| Given data |
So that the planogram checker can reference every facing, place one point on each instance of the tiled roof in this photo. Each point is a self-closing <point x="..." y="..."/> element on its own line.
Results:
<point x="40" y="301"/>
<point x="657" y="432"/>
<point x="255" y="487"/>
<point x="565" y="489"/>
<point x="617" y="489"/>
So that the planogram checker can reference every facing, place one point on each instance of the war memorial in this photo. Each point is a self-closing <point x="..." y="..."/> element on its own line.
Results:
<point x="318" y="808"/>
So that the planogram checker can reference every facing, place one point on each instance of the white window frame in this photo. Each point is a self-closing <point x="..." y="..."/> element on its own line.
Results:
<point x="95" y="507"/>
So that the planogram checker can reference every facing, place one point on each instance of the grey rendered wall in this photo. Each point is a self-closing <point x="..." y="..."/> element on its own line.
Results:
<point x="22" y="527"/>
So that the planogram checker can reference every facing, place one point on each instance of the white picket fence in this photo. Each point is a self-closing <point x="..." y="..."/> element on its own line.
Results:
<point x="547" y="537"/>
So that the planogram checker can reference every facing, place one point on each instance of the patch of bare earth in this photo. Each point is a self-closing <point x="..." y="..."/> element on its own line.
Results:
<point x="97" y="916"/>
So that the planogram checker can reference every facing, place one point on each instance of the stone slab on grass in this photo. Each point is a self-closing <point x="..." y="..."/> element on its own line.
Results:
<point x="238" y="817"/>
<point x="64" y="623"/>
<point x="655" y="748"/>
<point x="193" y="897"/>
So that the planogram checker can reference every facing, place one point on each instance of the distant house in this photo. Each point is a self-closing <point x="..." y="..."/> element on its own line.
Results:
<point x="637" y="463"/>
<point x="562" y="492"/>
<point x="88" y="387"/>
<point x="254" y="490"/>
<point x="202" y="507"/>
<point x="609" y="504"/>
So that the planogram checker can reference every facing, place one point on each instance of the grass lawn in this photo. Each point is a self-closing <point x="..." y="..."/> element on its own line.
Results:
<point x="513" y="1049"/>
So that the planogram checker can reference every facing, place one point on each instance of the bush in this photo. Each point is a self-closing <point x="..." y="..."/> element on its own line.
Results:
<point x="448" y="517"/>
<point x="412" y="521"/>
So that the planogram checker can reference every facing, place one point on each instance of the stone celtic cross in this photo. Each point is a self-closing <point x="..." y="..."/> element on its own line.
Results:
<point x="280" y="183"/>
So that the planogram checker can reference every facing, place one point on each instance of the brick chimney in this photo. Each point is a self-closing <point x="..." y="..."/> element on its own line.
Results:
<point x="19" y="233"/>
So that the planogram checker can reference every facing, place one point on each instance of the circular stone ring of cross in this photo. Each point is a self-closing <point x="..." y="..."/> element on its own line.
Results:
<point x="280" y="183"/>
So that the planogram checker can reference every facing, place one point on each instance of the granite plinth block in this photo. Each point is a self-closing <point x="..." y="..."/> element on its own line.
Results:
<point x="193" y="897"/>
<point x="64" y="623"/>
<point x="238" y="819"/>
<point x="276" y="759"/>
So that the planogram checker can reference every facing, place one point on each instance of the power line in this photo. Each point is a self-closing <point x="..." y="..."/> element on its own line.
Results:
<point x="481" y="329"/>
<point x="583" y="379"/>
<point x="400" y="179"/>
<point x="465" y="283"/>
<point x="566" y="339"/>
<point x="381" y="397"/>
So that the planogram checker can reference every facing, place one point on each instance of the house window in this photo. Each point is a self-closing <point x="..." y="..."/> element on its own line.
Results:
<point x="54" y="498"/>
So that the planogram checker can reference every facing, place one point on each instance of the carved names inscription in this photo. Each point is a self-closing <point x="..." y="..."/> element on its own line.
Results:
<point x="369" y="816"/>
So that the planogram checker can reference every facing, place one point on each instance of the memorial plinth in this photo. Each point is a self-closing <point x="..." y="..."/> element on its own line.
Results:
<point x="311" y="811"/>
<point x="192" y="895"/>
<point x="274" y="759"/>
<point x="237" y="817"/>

| Written task |
Return the full listing above verbatim, with every line unchanged and in its original order.

| Answer to this problem |
So that the planogram checker can reference every facing, place one point on each instance of the tiled roof in this photo. Each point is a self-closing <point x="..." y="..."/> element on its own line.
Results:
<point x="40" y="301"/>
<point x="657" y="432"/>
<point x="255" y="487"/>
<point x="565" y="489"/>
<point x="617" y="489"/>
So that the planogram checker can reference every facing, place one point on each instance of the war memorial in this photo. Each point is a self-closing <point x="..." y="..."/> element on its own line.
Results:
<point x="318" y="808"/>
So that the planogram checker can reference every facing, place one point on each instance of the white window frame in this photo. Each point is a self-closing <point x="..." y="..."/> element on its own line.
Results:
<point x="95" y="507"/>
So that the planogram checker can reference every facing, place one point on each instance of the grey rendered wall in this photo. Each point is a self-closing <point x="..." y="..."/> element on its own line.
Results:
<point x="22" y="527"/>
So that the planogram checker can reference every facing, place one point on each instance of the white picket fence in this photo. Each point is a self-closing <point x="..." y="..."/> element on its own line.
Results:
<point x="547" y="537"/>
So that the planogram checker can reference every facing, place one point on each instance of the patch of bare earth in this photo. Each point is a self-closing <point x="..." y="..."/> element on its own line.
Results:
<point x="97" y="916"/>
So that the planogram checker can reference every facing, place one point on each instance of the stone slab on grass in this photo. Each point is a self-closing <point x="..." y="..."/> element on its own line.
Results:
<point x="238" y="817"/>
<point x="64" y="623"/>
<point x="655" y="748"/>
<point x="193" y="897"/>
So that the planogram checker can reference every facing, place one point on each instance of the distant house in this photo. Each point is a self-closing <point x="..." y="..."/> element on its own line.
Results:
<point x="637" y="463"/>
<point x="562" y="492"/>
<point x="88" y="387"/>
<point x="254" y="490"/>
<point x="202" y="507"/>
<point x="609" y="504"/>
So that the planogram checker can reference every facing, place one point on each instance of the grass lawn in this photo. Each point is a self-closing <point x="..." y="..."/> element on its own line.
Results:
<point x="513" y="1049"/>
So that the planogram checker can reference every facing, place one point on each instance of the bush in this photo. Each point is a self-closing <point x="..." y="..."/> element on its own line.
Results:
<point x="448" y="517"/>
<point x="412" y="521"/>
So that the planogram checker can reference every facing, place one point on each instance of the stone celtic cross in this photo. Each point is a self-closing <point x="..." y="..."/> element on its own line.
Results:
<point x="280" y="183"/>
So that the planogram checker can reference every facing, place one point on each instance of the brick chimney in this photo. Each point is a self-closing <point x="..." y="..."/> element on its own line.
Results:
<point x="19" y="233"/>
So that the planogram checker can reference every facing, place one point on each instance of the circular stone ring of cross in this photo. Each point is a self-closing <point x="..." y="..."/> element on its own line.
Results:
<point x="280" y="183"/>
So that the planogram checker can reference every facing, place one point on each instance of the granite plinth block in this photo. Each point is a self-closing <point x="..." y="..."/> element on its own line.
Results:
<point x="193" y="897"/>
<point x="64" y="623"/>
<point x="238" y="819"/>
<point x="276" y="759"/>
So that the planogram checker can reference every facing, place one point on each instance of the power line in this photo. Each point is a self-closing <point x="..." y="..."/> element on its own line.
Results:
<point x="481" y="329"/>
<point x="583" y="379"/>
<point x="400" y="179"/>
<point x="465" y="283"/>
<point x="566" y="339"/>
<point x="381" y="397"/>
So that the planogram checker can reference every facing, place one point on each instance of the house window in this photo. Each point is a self-closing <point x="..." y="..."/> element on its own line.
Results:
<point x="54" y="498"/>
So that the planogram checker can reference every facing, place one point on each instance of the carved names inscription in this photo. Each point is a self-closing <point x="..." y="..."/> element on its own line.
Results:
<point x="369" y="816"/>
So that the planogram checker can reference every facing, place one point on each instance of the memorial plinth in this photo. Each point is a self-closing <point x="..." y="..."/> element on its own line.
Results:
<point x="311" y="811"/>
<point x="192" y="895"/>
<point x="274" y="759"/>
<point x="237" y="817"/>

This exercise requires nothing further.